Compito breve 1
Rispondi alle seguenti domande sul testo su Liliana Cavani, indicando ogni risposta con la stessa lettera della domanda.
(a) In quale città e in quale data è nata?
(b) Presso quale università si è laureata e in quale disciplina?
(c) Quale premio ottenne con Philippe Pétain?
Compito breve 2
Elenca tutti i programmi che il testo su Liliana Cavani cita dopo le parole «fra i quali» tra quelli realizzati nel secondo canale della RAI.
Compito breve 3
Stabilisci se ciascuna affermazione concorda con il testo su Liliana Cavani. Rispondi sì o no e cita le parole del testo che lo stabiliscono.
(a) Liliana Cavani è nata a Bologna.
(b) I cannibali fu un insuccesso commerciale.
(c) Il portiere di notte affronta il tema del nazismo.

Brano del documento
_ _ _ _ _

Liliana Cavani:
Regista cinematografica, televisiva e teatrale, nata a Carpi (Modena) il 12 gennaio 1937. Autrice nota soprattutto per il suo primo film Francesco di Assisi (1966), e per Il portiere di notte (1974), dove ha affrontato il tema del nazismo osservato secondo un’ottica psicanalitica, per esplorare gli abissi della storia e della psiche umana.
Laureata in lettere antiche all’Università di Bologna, diplomata al Centro sperimentale di cinematografia di Roma, nel 1962 fu assunta in RAI come regista nel secondo canale, dove realizzò programmi dalle tematiche forti e coinvolgenti, fra i quali Storia del Terzo Reich (1962), L’età di Stalin (1963), La casa in Italia (1964), Philippe Pétain, col quale ottenne il Leone d’oro nella sezione documentari della Mostra del cinema di Venezia nel 1965 e, nello stesso anno, La donna nella Resistenza e Gesù mio fratello. Seguono Galileo (1968) e I cannibali (1970), con al centro la figura greca di Antigone, sul potere e la rivoluzione. Dopo l’insuccesso commerciale di quest’ultimo film, la regista tornò a lavorare per la RAI, realizzando L’ospite (1972), sul tema della sofferenza psichica, e specialmente Milarepa (1974), film sull’illuminazione del sé, secondo una visione orientale della salvezza contrapposta alla visione capitalistica.

_ _ _ _ _

Informazioni fornite

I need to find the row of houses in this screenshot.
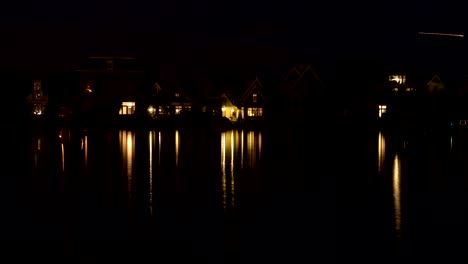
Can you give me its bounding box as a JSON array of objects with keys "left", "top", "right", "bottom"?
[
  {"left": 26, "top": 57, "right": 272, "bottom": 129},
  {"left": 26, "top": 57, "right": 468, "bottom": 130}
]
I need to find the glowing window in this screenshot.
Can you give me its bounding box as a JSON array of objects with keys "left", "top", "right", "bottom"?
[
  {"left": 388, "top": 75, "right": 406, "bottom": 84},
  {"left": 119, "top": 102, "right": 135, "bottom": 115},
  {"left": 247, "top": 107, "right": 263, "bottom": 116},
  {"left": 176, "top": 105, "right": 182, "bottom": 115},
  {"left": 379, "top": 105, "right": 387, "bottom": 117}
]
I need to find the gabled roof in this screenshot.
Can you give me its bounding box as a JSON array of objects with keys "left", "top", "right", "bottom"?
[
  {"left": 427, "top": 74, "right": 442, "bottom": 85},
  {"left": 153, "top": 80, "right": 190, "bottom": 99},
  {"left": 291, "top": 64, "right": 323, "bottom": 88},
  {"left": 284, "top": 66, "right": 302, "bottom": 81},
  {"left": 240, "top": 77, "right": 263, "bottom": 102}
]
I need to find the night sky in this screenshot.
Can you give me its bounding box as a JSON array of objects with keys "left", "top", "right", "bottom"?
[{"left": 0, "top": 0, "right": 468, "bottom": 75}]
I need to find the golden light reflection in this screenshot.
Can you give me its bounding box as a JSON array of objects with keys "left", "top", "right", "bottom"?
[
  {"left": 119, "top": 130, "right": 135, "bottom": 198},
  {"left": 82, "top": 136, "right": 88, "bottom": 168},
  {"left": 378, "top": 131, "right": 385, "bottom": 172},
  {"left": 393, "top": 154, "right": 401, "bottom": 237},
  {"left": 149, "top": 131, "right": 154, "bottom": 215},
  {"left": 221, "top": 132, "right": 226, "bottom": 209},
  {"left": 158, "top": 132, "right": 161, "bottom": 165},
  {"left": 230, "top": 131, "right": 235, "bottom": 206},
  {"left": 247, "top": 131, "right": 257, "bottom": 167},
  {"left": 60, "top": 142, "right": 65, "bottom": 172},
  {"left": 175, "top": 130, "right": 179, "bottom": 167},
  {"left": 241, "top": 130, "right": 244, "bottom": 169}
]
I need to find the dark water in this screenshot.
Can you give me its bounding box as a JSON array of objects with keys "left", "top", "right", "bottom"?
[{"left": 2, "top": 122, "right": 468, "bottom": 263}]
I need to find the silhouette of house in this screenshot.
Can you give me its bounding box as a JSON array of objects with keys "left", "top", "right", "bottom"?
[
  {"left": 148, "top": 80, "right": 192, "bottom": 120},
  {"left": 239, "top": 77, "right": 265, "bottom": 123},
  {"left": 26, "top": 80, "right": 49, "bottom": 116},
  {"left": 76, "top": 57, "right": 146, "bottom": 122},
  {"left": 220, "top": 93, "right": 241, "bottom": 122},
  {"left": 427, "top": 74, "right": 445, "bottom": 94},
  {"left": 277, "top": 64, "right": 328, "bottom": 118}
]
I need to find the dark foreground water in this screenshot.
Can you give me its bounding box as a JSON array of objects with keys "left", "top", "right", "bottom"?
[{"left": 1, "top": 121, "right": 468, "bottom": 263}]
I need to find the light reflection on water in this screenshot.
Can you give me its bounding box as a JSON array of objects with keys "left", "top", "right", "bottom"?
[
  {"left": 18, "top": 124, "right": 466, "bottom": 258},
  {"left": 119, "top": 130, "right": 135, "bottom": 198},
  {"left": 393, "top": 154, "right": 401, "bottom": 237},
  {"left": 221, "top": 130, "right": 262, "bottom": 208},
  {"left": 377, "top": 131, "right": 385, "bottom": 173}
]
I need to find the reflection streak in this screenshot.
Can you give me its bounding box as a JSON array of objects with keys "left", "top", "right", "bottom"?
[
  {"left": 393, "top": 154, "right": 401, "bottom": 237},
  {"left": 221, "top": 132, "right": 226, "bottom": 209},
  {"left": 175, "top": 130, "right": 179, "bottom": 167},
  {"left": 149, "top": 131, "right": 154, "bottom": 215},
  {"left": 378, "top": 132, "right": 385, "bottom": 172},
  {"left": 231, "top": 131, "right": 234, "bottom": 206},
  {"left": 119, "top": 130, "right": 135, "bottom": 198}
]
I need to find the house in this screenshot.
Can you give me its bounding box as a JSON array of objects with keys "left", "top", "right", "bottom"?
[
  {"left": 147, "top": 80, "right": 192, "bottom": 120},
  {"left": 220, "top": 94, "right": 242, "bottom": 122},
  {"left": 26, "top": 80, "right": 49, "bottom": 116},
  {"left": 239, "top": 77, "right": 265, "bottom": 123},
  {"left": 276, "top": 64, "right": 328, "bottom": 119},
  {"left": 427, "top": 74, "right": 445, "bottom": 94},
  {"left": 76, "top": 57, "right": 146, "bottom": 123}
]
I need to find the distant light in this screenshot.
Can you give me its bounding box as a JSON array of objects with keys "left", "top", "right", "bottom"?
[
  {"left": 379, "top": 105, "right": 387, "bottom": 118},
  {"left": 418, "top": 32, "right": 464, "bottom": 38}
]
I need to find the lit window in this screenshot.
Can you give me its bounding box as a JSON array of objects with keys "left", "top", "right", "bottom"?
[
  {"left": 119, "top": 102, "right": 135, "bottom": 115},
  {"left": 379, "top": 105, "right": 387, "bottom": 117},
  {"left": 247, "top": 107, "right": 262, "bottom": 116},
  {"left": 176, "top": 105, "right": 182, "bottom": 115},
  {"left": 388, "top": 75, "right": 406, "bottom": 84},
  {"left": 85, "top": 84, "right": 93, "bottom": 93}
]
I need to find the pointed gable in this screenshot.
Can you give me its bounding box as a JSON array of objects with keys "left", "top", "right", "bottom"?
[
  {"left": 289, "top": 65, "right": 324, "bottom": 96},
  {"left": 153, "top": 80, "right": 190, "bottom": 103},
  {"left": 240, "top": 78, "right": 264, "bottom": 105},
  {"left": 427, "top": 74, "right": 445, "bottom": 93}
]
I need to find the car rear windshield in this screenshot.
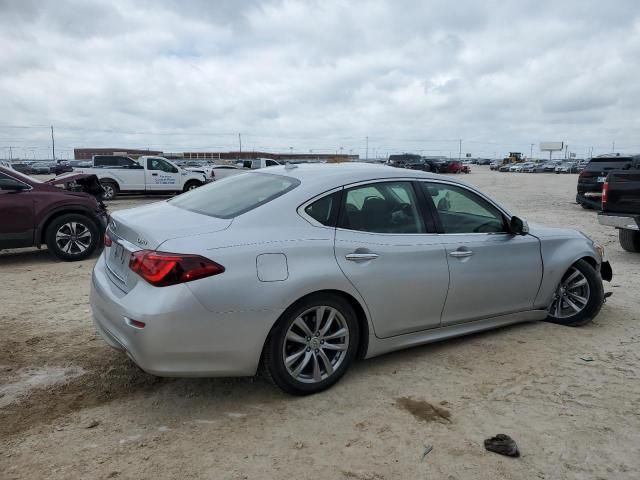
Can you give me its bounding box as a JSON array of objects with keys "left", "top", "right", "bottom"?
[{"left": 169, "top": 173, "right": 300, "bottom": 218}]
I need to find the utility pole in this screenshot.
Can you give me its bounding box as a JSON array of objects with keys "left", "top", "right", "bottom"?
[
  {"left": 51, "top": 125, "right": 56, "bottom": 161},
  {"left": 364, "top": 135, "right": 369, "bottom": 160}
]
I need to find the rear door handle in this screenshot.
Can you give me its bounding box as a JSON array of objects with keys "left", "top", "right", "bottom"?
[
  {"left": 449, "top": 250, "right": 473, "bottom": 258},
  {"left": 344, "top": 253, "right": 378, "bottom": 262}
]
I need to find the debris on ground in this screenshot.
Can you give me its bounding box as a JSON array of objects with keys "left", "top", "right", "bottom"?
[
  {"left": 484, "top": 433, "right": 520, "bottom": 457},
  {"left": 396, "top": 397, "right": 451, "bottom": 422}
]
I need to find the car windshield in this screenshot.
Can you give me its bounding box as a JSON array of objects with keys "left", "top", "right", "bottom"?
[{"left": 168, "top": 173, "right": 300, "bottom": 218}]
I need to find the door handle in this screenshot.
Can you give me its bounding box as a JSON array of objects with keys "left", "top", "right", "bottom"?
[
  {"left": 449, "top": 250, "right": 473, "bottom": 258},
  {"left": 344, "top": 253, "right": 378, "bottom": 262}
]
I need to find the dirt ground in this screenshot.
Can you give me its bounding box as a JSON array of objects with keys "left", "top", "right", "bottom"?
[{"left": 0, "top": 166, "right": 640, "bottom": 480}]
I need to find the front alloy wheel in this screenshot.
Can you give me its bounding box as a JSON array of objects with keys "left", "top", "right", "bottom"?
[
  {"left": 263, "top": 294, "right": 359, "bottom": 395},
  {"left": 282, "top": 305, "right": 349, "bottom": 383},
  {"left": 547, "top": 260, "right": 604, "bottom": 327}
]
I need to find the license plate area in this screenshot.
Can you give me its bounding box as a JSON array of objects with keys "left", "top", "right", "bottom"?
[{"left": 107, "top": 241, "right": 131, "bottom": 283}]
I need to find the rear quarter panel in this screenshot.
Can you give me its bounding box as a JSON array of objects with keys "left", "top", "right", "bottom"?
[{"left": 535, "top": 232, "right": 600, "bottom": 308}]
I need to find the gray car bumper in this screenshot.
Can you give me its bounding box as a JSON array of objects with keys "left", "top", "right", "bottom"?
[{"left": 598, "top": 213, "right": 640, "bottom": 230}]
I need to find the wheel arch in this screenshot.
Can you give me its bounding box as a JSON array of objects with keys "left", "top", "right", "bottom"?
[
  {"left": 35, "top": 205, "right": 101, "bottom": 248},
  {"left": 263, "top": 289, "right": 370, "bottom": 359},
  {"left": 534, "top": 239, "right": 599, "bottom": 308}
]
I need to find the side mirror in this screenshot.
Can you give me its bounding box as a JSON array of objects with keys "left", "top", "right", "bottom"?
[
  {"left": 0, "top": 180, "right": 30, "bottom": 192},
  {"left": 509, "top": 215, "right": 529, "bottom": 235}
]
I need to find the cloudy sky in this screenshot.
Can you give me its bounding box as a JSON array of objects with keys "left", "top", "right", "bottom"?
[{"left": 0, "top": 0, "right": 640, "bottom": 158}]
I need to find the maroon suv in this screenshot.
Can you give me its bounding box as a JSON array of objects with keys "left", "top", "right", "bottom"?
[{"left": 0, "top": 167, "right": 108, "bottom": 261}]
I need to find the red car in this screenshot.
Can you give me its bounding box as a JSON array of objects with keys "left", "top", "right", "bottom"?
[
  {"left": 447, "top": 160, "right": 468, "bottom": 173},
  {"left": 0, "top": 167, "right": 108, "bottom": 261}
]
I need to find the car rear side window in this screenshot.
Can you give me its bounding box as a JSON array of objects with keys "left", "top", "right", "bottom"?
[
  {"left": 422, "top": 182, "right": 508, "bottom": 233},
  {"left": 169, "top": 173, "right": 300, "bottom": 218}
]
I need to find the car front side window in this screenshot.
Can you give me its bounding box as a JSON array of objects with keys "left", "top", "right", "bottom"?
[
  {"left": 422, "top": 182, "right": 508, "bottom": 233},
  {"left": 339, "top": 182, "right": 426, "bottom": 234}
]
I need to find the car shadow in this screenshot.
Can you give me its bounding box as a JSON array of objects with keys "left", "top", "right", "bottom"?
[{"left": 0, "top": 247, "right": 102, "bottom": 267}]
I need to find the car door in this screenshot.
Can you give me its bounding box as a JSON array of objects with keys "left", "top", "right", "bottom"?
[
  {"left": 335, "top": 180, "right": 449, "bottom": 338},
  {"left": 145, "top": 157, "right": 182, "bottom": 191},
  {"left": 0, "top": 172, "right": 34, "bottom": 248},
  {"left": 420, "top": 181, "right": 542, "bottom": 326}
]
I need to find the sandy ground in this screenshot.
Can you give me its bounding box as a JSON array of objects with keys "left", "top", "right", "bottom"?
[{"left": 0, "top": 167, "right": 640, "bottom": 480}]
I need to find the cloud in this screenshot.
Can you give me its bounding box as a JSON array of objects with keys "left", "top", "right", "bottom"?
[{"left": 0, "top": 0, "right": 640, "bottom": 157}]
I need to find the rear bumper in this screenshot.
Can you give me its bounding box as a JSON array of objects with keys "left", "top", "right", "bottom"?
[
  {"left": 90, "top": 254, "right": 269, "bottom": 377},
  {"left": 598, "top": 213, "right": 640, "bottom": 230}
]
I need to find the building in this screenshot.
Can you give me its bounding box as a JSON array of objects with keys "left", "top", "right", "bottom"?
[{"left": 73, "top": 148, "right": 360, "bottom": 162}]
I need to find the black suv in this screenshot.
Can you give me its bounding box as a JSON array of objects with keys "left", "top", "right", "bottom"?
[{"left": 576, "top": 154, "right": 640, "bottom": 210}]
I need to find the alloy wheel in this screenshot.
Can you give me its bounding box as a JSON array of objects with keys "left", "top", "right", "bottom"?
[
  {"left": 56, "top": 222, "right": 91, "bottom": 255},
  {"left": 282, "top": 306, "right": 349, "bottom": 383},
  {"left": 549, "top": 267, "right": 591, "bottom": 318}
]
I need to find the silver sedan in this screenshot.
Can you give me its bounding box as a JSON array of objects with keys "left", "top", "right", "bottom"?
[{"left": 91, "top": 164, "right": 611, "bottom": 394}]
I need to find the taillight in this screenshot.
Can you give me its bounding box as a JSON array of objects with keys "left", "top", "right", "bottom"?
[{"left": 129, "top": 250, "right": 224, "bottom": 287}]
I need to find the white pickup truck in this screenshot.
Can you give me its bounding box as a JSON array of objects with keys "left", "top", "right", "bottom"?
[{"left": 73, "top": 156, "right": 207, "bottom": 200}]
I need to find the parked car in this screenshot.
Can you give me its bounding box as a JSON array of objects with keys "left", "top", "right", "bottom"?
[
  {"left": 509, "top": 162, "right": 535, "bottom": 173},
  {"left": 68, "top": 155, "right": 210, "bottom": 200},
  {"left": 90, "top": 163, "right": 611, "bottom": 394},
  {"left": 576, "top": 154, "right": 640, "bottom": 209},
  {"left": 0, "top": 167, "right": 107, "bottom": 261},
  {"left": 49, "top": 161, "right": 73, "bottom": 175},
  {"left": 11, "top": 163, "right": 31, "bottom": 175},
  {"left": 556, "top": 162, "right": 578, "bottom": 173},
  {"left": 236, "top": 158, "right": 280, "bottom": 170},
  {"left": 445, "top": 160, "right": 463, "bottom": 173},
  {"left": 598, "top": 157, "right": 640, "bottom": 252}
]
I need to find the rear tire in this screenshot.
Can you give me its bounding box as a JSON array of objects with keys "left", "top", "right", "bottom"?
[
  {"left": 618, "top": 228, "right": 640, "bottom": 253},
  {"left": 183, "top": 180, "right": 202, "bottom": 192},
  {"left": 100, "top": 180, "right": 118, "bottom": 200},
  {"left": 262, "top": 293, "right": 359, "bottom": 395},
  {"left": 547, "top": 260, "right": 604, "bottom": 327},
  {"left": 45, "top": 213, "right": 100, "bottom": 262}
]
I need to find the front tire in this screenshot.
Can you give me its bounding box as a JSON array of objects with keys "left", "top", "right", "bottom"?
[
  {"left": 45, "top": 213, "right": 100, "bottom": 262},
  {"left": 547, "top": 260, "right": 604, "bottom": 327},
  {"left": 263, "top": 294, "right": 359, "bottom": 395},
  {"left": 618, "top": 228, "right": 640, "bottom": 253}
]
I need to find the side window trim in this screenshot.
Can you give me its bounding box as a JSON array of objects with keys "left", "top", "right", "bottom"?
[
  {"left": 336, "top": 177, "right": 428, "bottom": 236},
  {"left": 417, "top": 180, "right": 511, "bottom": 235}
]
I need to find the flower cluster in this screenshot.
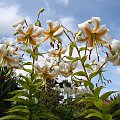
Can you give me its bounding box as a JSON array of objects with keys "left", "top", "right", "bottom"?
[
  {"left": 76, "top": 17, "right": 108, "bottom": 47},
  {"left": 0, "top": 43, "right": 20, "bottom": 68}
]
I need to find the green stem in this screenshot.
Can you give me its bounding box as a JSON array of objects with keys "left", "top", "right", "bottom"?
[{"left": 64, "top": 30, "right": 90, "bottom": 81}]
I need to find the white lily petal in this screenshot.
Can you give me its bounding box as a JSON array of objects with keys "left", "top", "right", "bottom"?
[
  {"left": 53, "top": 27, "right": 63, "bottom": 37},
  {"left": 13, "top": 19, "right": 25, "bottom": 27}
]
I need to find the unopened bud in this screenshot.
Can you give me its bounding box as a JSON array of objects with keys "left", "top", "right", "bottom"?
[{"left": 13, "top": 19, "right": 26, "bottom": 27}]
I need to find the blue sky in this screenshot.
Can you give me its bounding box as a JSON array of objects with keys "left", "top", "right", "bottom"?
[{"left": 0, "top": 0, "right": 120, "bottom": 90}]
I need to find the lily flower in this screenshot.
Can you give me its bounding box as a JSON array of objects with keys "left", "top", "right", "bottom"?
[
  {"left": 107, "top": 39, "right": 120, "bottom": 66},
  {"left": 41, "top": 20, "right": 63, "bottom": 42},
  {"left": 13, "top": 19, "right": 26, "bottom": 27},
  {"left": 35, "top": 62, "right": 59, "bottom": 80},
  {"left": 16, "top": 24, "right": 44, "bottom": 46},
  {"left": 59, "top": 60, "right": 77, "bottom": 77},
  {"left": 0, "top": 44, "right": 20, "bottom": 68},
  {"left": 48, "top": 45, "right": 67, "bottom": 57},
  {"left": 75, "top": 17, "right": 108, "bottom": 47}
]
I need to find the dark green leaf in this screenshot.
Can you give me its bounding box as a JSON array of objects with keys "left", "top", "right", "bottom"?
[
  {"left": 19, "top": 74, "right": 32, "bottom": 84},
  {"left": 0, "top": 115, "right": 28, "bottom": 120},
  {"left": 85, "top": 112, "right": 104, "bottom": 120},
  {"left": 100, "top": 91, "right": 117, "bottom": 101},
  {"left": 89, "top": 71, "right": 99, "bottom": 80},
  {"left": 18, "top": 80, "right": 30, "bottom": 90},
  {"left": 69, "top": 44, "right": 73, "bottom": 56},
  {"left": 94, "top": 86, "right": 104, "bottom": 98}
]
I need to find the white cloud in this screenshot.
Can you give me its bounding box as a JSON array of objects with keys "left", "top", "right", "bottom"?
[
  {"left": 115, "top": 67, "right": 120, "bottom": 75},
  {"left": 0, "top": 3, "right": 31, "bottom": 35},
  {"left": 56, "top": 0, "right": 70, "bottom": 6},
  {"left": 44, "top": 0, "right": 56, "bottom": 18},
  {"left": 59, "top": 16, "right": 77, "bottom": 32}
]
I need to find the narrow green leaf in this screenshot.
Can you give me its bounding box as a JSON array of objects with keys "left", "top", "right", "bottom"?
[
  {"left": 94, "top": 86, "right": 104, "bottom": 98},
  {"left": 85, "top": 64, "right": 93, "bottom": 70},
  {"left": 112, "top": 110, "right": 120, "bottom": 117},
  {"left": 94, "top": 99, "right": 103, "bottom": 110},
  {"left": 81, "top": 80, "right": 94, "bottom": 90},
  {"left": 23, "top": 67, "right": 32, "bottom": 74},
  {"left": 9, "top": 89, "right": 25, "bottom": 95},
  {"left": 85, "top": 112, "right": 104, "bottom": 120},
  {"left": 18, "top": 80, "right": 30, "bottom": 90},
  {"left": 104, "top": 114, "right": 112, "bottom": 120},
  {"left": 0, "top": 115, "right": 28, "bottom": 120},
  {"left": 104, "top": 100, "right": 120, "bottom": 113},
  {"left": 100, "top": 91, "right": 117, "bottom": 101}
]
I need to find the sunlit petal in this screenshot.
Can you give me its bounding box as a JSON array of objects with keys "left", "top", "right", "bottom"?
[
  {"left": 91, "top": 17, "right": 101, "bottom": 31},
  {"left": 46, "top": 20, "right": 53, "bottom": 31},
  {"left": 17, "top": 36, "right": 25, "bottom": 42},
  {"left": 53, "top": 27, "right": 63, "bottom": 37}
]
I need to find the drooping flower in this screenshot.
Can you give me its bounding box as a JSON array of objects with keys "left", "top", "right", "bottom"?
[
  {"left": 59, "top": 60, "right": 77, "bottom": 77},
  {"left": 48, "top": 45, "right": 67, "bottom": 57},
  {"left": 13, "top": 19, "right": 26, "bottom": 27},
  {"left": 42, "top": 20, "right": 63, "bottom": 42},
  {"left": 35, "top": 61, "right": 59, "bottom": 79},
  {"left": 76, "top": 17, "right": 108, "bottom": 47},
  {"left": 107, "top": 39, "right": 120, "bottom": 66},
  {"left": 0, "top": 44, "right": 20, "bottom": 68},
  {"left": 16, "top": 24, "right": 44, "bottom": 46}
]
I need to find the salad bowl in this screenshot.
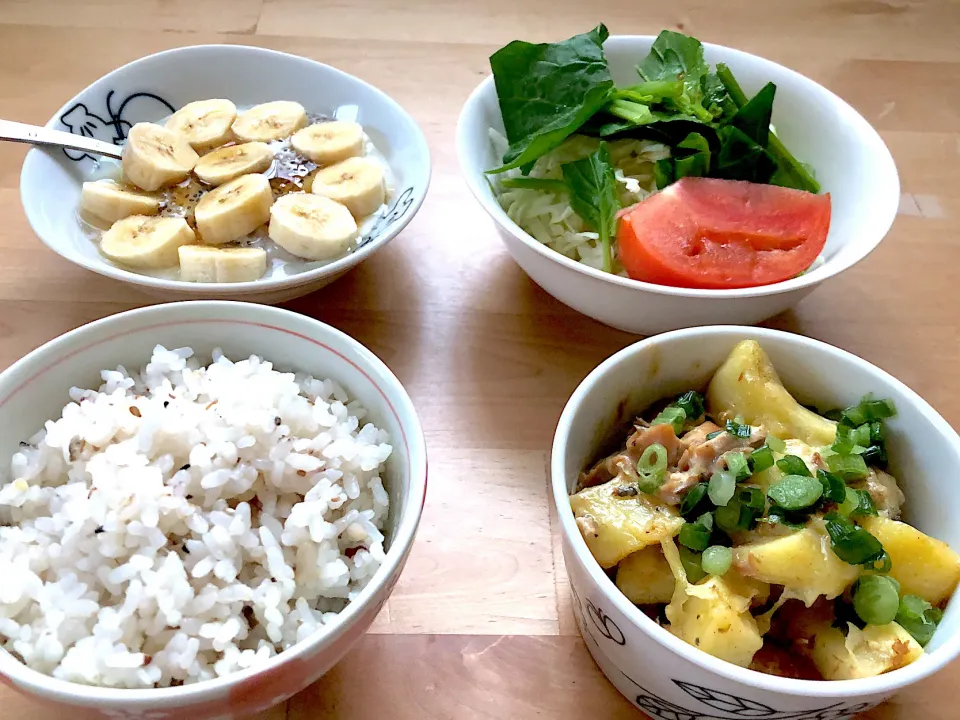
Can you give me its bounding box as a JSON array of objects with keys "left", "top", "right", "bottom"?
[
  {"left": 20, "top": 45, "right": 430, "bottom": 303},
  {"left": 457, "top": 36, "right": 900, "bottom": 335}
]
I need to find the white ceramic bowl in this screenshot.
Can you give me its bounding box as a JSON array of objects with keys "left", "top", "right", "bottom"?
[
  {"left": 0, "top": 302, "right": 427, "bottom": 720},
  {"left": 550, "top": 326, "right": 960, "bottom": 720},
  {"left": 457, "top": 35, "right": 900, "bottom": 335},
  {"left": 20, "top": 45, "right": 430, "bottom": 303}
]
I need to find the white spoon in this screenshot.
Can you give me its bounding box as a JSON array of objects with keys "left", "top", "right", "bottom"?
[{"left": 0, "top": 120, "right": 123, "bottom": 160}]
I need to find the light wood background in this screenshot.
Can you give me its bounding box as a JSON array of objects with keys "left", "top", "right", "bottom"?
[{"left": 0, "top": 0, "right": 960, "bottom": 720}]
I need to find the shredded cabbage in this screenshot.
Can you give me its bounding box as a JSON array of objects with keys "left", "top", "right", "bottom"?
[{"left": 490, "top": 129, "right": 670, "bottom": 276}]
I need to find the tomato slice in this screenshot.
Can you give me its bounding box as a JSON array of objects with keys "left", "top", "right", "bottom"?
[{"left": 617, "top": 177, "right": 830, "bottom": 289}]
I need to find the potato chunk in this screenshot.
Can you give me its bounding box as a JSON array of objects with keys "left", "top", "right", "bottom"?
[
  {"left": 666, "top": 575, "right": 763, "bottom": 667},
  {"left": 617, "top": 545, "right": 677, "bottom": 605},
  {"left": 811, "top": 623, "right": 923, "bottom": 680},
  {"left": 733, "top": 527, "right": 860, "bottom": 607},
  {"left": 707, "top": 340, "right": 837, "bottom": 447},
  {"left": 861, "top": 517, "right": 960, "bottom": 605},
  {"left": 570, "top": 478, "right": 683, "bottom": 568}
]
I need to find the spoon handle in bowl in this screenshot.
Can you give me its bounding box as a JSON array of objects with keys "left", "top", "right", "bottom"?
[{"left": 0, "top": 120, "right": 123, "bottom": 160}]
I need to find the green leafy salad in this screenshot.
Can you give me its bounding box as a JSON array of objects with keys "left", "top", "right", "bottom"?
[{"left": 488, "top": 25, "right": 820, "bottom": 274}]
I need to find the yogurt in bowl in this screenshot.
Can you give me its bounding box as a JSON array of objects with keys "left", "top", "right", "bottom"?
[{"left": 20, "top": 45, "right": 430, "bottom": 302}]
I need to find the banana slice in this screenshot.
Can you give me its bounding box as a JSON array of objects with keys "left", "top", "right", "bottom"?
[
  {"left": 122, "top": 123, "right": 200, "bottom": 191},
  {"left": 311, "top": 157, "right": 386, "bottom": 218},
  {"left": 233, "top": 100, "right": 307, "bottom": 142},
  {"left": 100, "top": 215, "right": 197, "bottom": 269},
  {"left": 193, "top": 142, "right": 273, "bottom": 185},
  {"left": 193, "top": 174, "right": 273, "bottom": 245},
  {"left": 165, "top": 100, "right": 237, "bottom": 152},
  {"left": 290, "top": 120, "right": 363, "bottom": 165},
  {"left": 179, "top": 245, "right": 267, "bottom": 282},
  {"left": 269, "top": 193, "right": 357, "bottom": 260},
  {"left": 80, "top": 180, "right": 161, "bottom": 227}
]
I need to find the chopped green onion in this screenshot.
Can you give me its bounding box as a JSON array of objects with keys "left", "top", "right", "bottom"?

_ _ _ _ _

Risposta 1
(a) A Carpi (Modena), il 12 gennaio 1937.
(b) All'Università di Bologna, in lettere antiche.
(c) Il Leone d'oro nella sezione documentari della Mostra del cinema di Venezia, nel 1965.

Risposta 2
Storia del Terzo Reich (1962)
L'età di Stalin (1963)
La casa in Italia (1964)
Philippe Pétain
La donna nella Resistenza
Gesù mio fratello

Risposta 3
(a) No: «nata a Carpi (Modena) il 12 gennaio 1937».
(b) Sì: «Dopo l’insuccesso commerciale di quest’ultimo film».
(c) Sì: «Il portiere di notte (1974), dove ha affrontato il tema del nazismo».